WHAT IS EXPECTED: Copy the lines of the items below verbatim, starting at the line that contains "Task: point out the concrete" and ending after the line that contains "Task: point out the scooter front". Include both of those lines and nothing else.

MATERIAL FOR THIS EXERCISE:
[start]
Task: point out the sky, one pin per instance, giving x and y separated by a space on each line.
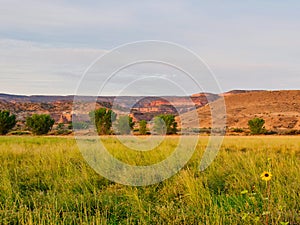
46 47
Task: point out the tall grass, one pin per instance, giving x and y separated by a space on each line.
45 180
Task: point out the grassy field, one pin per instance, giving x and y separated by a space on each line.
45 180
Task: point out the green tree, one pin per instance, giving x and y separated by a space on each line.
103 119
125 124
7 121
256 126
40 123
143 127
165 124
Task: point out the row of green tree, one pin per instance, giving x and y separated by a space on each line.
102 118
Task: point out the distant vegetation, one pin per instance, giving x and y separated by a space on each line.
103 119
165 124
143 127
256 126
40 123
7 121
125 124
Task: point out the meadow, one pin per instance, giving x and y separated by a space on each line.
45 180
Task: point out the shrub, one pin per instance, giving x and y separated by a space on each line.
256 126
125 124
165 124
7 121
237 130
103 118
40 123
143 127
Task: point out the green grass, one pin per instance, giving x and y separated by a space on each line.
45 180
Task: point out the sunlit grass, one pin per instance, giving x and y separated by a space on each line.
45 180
[end]
[start]
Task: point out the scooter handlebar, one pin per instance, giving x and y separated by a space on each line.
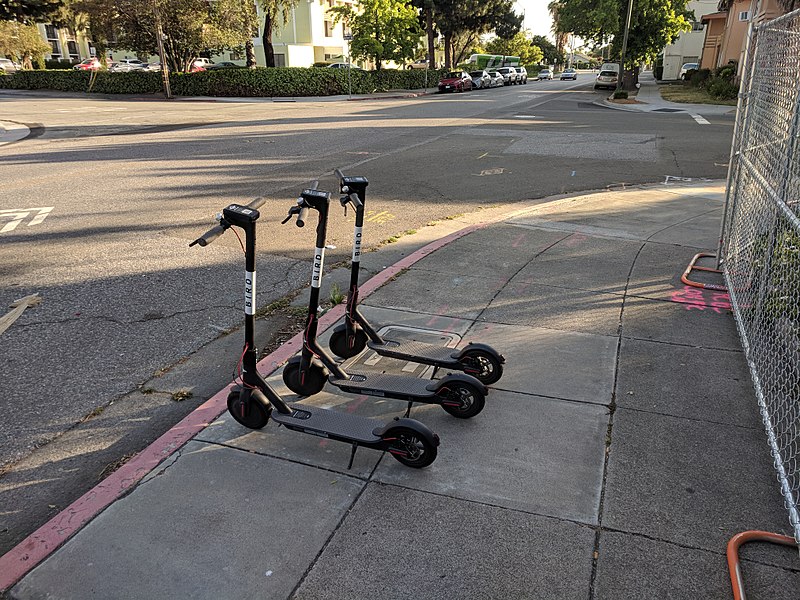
[end]
[start]
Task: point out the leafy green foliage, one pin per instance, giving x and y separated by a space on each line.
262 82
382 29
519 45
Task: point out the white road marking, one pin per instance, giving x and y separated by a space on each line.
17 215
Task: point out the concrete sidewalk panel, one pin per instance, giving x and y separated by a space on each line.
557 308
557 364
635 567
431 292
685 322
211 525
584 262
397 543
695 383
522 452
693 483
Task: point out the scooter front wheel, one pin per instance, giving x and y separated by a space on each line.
[end]
FINISHED EXERCISE:
Task: point out the concrete sidewalk panel, one pin per instance, giving x and y separated by a space on each line.
557 308
557 364
635 567
431 292
685 322
211 525
584 262
397 543
695 383
522 452
693 483
Task: point out the scooter front wheel, one pin per instance, giving x and y separated by a space on each line.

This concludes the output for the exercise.